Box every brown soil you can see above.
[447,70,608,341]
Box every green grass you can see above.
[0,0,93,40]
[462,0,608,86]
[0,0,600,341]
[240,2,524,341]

Challenge: Copy out only the lines of the listing above that contain the word "every".

Expected answer:
Box every brown soil you can see above.
Box every green grass you can see above.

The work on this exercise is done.